# What you have to do
State the number of lines in the records below that contain the string "fire", treating uppercase and lowercase as distinct. Give only that number.

# Material shown
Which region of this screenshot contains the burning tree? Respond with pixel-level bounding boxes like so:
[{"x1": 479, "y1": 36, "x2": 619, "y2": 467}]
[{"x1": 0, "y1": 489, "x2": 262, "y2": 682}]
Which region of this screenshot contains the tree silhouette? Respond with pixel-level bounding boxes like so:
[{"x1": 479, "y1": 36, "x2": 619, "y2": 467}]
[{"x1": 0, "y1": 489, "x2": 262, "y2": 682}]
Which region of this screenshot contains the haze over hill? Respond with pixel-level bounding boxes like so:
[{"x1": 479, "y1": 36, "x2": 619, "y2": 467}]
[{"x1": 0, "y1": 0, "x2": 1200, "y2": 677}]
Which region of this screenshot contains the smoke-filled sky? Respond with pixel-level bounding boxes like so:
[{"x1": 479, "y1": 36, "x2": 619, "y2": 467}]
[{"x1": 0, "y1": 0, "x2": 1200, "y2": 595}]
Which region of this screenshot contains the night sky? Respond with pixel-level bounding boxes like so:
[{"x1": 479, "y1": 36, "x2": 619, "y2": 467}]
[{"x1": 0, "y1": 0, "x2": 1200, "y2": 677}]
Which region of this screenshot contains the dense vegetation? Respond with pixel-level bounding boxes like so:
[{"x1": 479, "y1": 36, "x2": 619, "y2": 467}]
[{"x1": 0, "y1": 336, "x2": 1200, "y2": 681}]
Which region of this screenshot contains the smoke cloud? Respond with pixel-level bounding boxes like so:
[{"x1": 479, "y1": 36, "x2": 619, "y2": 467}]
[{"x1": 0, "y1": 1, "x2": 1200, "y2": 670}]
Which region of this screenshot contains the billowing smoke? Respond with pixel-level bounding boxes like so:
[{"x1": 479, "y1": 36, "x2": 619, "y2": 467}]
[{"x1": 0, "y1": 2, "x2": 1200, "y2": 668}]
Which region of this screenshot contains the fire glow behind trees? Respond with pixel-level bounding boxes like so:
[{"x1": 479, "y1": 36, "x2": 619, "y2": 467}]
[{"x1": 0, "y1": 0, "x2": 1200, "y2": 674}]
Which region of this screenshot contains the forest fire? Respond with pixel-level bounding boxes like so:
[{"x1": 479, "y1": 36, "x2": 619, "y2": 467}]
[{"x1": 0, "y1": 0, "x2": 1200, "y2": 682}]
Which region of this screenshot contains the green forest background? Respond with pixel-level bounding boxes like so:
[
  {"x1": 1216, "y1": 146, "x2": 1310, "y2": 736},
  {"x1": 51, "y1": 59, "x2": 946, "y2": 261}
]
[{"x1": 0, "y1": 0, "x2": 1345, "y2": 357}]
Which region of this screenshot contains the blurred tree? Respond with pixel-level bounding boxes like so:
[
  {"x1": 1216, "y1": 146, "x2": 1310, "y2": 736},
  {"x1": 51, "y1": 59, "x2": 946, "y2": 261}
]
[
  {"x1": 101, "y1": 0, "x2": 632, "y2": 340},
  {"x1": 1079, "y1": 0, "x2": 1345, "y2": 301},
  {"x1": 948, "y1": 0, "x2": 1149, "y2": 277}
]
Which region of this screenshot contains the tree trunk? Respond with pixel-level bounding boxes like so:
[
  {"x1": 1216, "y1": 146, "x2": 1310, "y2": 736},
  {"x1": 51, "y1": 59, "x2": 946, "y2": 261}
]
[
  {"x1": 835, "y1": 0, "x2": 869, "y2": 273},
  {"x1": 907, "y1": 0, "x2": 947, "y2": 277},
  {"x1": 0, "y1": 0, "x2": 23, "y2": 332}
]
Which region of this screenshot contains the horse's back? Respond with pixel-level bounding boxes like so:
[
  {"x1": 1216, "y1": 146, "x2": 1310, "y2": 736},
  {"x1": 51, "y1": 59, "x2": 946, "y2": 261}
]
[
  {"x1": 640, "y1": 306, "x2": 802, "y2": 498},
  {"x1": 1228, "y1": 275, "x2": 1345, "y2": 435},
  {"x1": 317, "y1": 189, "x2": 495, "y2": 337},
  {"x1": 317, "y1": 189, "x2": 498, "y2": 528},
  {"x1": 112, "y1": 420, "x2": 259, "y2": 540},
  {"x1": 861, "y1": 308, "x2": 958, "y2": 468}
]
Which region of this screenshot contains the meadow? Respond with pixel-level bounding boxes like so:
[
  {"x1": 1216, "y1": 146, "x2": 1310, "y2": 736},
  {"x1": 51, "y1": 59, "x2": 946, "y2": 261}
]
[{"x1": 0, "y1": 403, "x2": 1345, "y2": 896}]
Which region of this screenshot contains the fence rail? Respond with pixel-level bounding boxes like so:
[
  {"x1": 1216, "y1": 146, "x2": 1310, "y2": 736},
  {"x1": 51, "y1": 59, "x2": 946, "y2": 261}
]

# Written solution
2